### [WORK INSTRUCTIONS]
(1) Write out the passage of the DINT description that opens with the words containing "- caladan/ contains" and closes with "log server and client.".
(2) According to the DINT description, at which conference and in what year was the paper describing DINT published?
>> START TEXT
This is an implementation of accelerating distributed database transactions using eBPF, as described in the paper DINT: Fast In-Kernel Distributed Transactions with eBPF from NSDI 2024.
- caladan/ contains the source code of Caladan [OSDI '20].
- exp/ contains experiment scripts.
- lock_2pl/ contains the code for the lock server and client (only with Caladan) running the two-phase locking protocol.
- lock_fasst/ contains the code for the lock server and client running the FaSST protocol.
- log_server/ contains the code for the log server and client.
- store/ contains the code for the key-value store server and client.
In these microbenchmarks, servers are implemented with UDP, Caladan, eBPF for evaluation, while clients are only implemented with Caladan. We also have a write-through eBPF key-value store server and a write-back one without bloom filters, for ablation testing.
- smallbank/ contains the code for the server and client of Smallbank (see section III of this paper).
>> END TEXT
>> START STORED DATA
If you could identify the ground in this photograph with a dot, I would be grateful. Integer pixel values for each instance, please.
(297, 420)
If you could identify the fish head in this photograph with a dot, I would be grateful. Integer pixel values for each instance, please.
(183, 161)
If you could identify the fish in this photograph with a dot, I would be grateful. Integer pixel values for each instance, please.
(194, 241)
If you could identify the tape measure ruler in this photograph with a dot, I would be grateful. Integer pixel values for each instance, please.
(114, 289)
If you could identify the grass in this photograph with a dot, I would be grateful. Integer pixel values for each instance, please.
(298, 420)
>> END STORED DATA
>> START STORED DATA
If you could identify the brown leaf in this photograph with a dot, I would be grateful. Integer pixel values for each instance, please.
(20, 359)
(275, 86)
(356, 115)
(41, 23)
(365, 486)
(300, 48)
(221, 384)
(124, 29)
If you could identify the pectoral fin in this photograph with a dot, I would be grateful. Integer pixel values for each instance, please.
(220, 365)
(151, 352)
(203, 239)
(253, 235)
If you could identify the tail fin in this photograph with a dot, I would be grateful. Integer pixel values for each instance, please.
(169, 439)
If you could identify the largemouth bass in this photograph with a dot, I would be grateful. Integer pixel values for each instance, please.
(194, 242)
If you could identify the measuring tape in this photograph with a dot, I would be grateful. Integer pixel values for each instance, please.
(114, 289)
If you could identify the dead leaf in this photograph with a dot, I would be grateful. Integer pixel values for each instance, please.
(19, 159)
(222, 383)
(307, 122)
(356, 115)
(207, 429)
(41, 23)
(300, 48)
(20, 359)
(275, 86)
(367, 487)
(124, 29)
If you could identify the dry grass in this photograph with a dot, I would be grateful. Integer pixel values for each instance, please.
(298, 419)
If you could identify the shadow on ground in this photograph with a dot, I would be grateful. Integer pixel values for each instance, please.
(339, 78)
>> END STORED DATA
>> START STORED DATA
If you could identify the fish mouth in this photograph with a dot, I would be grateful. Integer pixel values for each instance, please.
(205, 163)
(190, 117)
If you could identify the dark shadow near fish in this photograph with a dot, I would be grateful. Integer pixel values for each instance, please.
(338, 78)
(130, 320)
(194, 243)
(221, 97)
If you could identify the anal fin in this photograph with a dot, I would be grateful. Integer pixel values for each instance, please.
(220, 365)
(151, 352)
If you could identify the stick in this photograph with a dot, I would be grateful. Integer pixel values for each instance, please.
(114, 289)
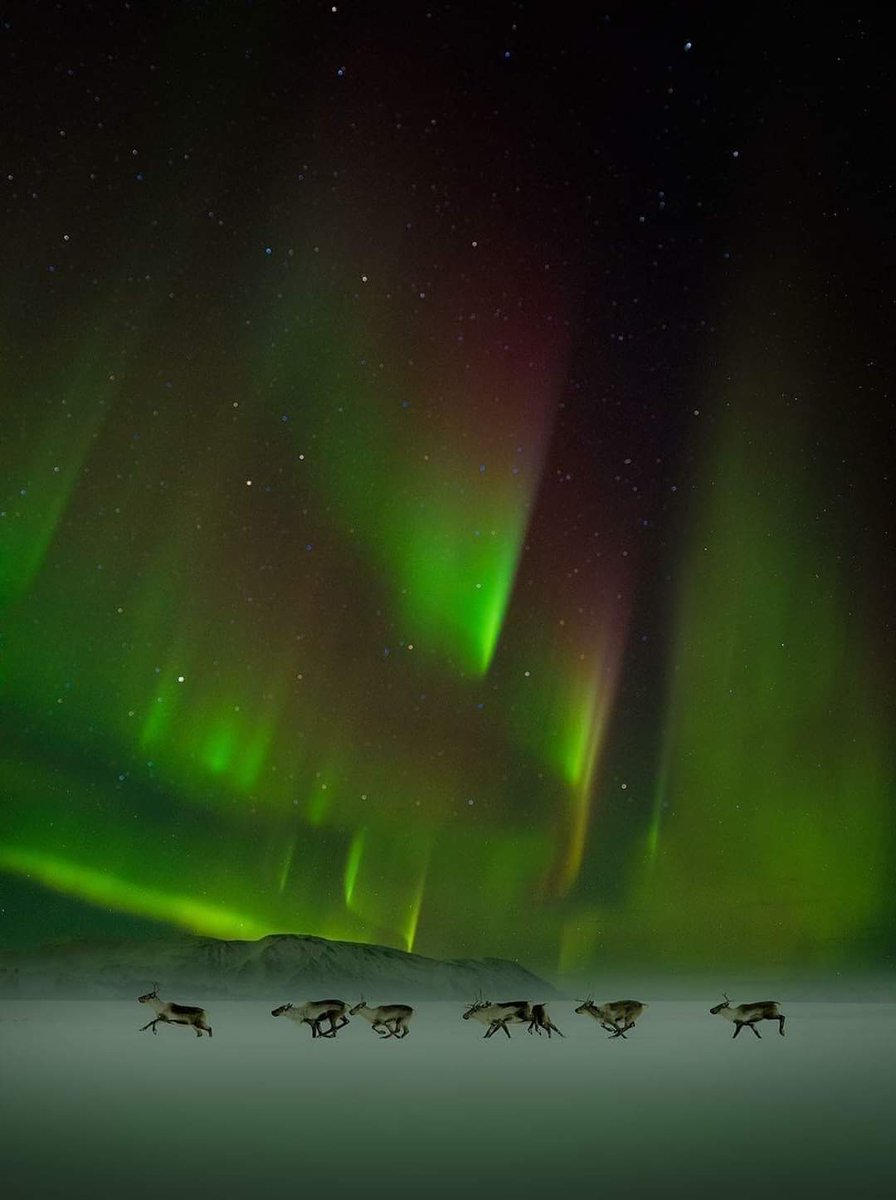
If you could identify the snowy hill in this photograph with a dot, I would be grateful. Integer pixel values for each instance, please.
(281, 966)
>> END STORED DATA
### [ANSWERS FOR THIS EXERCISE]
(1)
- caladan/ contains the source code of Caladan [OSDI '20].
- exp/ contains experiment scripts.
- lock_2pl/ contains the code for the lock server and client (only with Caladan) running the two-phase locking protocol.
- lock_fasst/ contains the code for the lock server and client running the FaSST protocol.
- log_server/ contains the code for the log server and client.

(2) NSDI 2024.